◆ EXCERPT
»»

‘Plans afoot to make NICVD a 2,000-bed facility’
Karachi
The capacity of the National Institute of Cardiovascular Diseases (NICVD) would be tripled within next two to three years and after its expansion, it would be a 2000-bed hospital with a separate paediatric cardiology institution of 250 beds, while number of patients to be treated at the emergency would also be doubled after the rehabilitation of the cardiac institute.
“Keeping in view the growing burden of patients at NICVD, we have decided to expand and rehabilitate the cardiac institute and after its expansion, it would be the largest hospital specialised in treating heart ailments in the country. Currently NICVD has 650 bed, but following the expansion project, it would become a 2000-bed facility where mostly needy and deserving patients would be given quality medical treatment and healthcare facilities”, NICVD Executive Director Dr Nadeem Qamar told a news briefing at the Karachi Press Club (KPC) on Thursday.
Senior doctors and faculty members, including Prof Nadeem Rizvi, Prof Zia Yaqoob, Prof Najma Patel and Dr Malik Hameedullah, were also present on the occasion. “[The] NICVD created a world record last year by carrying out 3500 primary angioplasties,” Dr Qamar claimed, adding that nowhere in the world, such a large number of heart procedures were carried out during emergencies.

««

◆ SOURCE INFORMATION
»»

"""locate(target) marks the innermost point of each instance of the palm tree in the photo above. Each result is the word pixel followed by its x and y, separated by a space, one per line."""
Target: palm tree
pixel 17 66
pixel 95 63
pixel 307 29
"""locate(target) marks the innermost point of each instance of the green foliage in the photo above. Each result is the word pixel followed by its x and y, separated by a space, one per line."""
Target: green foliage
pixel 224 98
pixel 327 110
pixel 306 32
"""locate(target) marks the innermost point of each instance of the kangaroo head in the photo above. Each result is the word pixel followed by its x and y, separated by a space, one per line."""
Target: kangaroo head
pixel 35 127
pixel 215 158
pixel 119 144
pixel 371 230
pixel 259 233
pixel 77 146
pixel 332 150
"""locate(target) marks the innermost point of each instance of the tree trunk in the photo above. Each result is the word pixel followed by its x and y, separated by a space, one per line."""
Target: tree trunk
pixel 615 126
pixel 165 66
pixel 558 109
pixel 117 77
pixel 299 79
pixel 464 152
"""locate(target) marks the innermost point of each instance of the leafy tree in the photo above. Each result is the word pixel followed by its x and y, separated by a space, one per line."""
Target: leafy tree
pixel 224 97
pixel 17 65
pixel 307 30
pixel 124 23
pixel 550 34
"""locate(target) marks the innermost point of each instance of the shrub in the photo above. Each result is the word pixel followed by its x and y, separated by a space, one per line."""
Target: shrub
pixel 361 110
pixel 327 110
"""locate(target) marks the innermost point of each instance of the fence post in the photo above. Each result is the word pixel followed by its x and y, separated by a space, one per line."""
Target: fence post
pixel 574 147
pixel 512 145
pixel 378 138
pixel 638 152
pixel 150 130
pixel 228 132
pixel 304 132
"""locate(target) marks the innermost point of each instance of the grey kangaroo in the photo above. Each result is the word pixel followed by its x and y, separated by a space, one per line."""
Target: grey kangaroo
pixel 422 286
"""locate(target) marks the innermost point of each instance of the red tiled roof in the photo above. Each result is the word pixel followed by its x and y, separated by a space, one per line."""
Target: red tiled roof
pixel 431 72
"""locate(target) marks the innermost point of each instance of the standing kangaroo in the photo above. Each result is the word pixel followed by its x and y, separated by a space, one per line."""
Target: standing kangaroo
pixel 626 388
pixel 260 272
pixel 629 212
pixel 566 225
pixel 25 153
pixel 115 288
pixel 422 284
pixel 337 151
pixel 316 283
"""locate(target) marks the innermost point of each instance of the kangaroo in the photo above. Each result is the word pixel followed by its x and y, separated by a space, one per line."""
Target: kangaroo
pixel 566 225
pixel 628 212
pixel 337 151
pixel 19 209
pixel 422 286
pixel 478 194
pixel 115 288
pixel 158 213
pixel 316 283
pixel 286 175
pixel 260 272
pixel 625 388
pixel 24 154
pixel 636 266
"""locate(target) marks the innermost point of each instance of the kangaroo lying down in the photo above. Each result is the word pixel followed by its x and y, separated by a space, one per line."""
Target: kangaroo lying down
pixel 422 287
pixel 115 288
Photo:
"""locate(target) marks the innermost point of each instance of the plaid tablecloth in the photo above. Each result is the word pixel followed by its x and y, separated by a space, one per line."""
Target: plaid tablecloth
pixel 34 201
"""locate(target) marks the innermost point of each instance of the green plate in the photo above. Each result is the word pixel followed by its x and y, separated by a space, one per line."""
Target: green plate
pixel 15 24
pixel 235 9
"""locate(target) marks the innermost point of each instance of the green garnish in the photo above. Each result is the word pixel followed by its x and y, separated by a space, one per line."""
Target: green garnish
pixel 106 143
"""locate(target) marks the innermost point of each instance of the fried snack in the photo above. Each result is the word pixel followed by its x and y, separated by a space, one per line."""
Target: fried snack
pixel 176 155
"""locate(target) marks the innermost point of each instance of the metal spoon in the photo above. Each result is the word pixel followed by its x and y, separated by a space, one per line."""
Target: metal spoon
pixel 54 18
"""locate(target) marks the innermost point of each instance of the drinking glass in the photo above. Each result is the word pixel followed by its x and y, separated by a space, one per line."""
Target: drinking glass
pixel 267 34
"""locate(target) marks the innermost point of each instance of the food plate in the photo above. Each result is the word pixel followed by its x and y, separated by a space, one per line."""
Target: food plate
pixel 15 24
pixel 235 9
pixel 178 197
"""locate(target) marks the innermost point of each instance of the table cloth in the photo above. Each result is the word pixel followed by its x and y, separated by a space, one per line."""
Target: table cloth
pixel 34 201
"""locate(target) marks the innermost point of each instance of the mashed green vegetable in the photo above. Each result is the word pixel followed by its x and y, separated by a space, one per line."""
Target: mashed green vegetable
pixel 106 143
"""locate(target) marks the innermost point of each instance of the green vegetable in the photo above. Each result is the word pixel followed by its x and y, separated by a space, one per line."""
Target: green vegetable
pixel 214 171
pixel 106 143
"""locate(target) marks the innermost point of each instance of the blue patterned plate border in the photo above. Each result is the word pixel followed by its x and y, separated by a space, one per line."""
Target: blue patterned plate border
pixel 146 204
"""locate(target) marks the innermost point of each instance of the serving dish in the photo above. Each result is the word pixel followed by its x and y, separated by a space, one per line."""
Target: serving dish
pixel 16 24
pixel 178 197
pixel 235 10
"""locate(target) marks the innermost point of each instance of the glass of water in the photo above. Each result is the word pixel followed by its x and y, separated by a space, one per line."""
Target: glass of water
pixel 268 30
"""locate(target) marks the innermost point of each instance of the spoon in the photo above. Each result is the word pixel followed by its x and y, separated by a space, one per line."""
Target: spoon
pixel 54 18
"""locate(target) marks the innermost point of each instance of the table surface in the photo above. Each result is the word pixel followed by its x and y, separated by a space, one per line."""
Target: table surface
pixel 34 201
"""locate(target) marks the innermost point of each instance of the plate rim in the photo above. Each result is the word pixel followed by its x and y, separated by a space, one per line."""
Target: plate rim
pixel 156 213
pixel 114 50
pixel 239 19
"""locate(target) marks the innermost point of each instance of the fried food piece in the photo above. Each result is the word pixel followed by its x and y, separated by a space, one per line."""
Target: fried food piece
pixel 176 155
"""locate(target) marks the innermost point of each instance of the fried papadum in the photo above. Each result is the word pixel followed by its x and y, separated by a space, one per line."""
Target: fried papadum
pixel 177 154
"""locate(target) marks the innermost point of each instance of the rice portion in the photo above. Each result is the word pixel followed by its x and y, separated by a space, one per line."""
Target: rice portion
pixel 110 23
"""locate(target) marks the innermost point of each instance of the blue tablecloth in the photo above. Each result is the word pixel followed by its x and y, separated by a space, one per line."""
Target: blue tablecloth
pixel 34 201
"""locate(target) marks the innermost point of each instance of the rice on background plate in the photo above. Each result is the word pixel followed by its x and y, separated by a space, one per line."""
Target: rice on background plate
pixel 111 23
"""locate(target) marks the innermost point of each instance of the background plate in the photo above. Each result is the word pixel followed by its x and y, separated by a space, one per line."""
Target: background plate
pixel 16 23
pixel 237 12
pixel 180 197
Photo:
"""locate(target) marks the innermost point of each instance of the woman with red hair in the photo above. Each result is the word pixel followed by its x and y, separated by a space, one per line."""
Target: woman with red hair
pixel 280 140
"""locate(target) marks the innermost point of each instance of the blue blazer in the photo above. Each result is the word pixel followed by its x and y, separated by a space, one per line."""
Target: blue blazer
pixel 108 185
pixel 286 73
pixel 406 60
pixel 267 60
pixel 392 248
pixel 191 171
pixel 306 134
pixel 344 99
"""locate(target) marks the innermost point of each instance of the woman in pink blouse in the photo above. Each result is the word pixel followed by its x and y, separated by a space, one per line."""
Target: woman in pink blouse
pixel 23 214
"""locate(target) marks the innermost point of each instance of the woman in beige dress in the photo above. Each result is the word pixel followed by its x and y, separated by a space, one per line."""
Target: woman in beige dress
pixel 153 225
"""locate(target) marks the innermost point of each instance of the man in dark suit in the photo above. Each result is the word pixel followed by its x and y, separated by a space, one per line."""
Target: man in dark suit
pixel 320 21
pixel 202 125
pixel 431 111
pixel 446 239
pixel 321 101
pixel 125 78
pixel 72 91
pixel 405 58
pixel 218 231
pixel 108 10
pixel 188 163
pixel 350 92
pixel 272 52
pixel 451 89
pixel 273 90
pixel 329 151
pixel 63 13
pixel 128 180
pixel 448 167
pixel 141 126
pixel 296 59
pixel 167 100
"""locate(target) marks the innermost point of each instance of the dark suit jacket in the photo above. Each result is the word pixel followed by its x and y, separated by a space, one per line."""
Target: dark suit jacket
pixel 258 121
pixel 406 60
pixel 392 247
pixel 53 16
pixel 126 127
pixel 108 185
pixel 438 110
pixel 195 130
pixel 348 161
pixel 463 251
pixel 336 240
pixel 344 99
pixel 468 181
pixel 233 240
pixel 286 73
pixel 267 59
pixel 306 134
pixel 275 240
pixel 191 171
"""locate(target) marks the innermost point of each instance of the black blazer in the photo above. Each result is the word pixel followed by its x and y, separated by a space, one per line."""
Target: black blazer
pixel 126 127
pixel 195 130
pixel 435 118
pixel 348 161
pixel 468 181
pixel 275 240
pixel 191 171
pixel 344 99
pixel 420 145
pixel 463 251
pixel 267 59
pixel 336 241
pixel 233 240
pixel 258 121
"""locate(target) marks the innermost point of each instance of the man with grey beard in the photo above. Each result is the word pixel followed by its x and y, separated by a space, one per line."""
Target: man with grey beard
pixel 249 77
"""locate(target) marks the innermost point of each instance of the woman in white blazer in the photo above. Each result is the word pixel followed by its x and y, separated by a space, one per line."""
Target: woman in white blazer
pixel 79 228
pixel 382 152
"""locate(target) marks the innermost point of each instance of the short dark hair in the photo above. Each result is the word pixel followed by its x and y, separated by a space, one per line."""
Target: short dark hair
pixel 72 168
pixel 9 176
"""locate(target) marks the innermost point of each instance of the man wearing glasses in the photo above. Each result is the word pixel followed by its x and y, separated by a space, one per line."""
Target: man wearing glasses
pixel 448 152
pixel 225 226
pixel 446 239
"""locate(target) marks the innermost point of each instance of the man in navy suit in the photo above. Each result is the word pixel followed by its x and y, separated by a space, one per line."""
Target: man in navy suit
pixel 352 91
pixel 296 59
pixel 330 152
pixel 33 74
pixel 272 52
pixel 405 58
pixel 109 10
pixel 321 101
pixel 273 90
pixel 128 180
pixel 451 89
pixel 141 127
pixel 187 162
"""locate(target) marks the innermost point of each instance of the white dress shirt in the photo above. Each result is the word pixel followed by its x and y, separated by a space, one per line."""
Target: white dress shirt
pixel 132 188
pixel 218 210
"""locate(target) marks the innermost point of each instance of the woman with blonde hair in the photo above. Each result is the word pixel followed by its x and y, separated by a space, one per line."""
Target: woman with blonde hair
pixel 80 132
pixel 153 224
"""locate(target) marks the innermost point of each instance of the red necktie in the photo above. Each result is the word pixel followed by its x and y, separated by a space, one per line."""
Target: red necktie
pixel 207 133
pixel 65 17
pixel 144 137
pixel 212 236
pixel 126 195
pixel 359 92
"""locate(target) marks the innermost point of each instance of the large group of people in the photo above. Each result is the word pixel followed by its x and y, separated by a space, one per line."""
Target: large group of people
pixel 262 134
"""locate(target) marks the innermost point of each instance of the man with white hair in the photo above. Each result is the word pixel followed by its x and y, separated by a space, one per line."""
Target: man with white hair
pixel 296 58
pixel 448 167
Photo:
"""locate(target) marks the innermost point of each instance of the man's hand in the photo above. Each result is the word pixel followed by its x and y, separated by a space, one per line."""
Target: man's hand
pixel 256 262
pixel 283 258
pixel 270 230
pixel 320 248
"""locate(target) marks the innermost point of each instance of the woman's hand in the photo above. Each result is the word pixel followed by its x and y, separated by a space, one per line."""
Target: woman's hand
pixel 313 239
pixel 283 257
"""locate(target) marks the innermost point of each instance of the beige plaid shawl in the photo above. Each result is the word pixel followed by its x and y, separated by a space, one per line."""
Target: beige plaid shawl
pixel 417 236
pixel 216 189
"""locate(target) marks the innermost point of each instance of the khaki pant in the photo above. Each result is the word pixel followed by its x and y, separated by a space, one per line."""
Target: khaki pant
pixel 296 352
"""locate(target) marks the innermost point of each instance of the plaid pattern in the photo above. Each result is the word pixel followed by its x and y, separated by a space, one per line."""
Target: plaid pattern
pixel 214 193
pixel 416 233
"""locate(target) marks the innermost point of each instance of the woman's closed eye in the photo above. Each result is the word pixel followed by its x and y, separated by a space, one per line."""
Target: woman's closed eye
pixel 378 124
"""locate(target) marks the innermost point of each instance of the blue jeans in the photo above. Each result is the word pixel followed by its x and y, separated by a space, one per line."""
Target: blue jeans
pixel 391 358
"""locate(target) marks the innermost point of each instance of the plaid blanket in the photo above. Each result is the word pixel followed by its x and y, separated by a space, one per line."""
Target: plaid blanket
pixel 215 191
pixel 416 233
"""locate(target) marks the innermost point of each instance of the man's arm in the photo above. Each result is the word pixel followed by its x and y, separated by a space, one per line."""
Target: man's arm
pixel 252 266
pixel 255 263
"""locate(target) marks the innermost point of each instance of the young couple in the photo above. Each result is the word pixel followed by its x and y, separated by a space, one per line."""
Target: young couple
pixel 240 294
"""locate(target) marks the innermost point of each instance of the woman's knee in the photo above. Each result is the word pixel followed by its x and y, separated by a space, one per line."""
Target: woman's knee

««

◆ YOUR GOAL
Please pick up the news report on expanding the NICVD after its last sentence and continue it.

◆ OUTPUT BELOW
“People from United States and Europe are inquiring as to how we managed to perform such a large number of primary angioplasties in such a short period,” he further claimed and added that after expansion, the number of procedures and surgeries would increase manifolds. “At the moment, we are conducting 200 elective surgeries every month. In the past, people had to wait for months and sometimes for over a year for surgery, but now the backlog is being cleared by enhancing the elective surgeries”, he claimed.
Dr Qamar claimed that the NICVD administration was also planning to establish a 250-bed Pediatric Cardiac Institute within the NICVD so that a larger number of children requiring quality healthcare facilities and surgeries could be treated at the hospital.
To a query, he said primary angioplasties were being performed at Rs80,000 per month, which in a private sector were being done in over Rs250,000 and added that patients who could not afford were being asked to pay their outstanding amounts in easy and small instalments. “In addition to that, the NICVD is also planning to establish the Cardiac Satellite Units (CSUs) in rural Sindh, where patients would have all the health and treatment facilities that are available at the NICVD in Karachi.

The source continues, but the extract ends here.